__Given exercise__. Starting at the line containing "Please inspect the image above and tell me where the tire" and ending at the last of the lines below, reproduce those lines with "positioned" swapped for "located" and everything else left unchanged.

__Material__.
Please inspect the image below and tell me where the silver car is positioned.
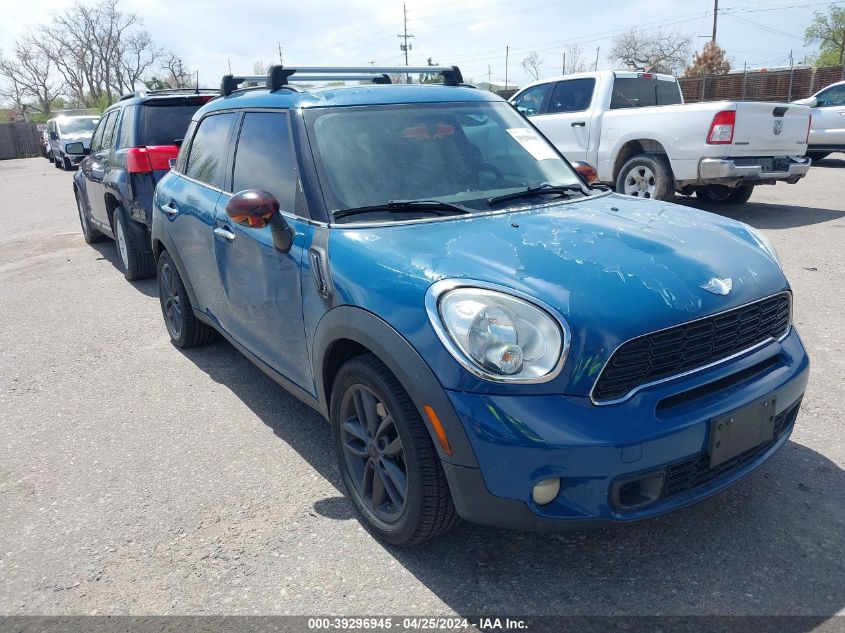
[47,116,100,170]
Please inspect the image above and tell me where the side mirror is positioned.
[572,160,599,185]
[65,141,91,156]
[226,189,294,253]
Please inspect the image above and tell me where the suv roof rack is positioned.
[220,65,464,96]
[119,88,217,101]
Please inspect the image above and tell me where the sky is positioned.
[0,0,845,86]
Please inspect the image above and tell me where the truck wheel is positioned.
[74,191,106,244]
[695,185,754,204]
[616,154,675,200]
[112,207,156,281]
[158,251,217,348]
[805,152,830,161]
[330,354,458,545]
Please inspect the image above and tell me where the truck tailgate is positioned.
[731,101,810,156]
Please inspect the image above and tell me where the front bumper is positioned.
[444,330,809,530]
[698,156,811,183]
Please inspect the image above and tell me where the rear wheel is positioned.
[695,185,754,204]
[330,354,458,545]
[158,251,216,348]
[112,207,156,281]
[805,152,830,161]
[616,154,675,200]
[74,191,106,244]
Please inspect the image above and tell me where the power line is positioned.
[398,2,414,84]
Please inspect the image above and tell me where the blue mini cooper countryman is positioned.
[152,66,808,544]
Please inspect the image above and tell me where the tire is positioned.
[695,185,754,204]
[616,154,675,200]
[112,207,156,281]
[329,354,459,545]
[74,191,106,244]
[158,251,217,349]
[805,152,830,162]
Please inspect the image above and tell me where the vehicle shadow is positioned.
[674,197,845,229]
[176,342,845,630]
[91,240,158,297]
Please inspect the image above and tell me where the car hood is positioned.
[330,194,787,393]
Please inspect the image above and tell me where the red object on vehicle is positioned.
[707,110,736,145]
[126,145,179,174]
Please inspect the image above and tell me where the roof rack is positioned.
[119,88,217,101]
[220,66,464,96]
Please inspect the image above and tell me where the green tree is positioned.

__Reply to the exercise__.
Please inspect the image above and tell me where the tire is located.
[695,185,754,204]
[616,154,675,200]
[112,207,156,281]
[329,354,459,545]
[74,191,106,244]
[158,251,217,349]
[805,152,830,162]
Please inspect the image above and tell me where the vehicle shadow is located.
[674,197,845,229]
[176,342,845,630]
[91,240,158,297]
Please inspect the image above and tell me where the car hood is located.
[330,194,787,393]
Please inspect the image above and tell me where the red object on vehicle is located.
[707,110,736,145]
[126,145,179,174]
Please inspect the image above and tell me where the roof rack is located.
[119,88,217,101]
[220,66,464,96]
Please inspect the image above and tell me where the green tree is located.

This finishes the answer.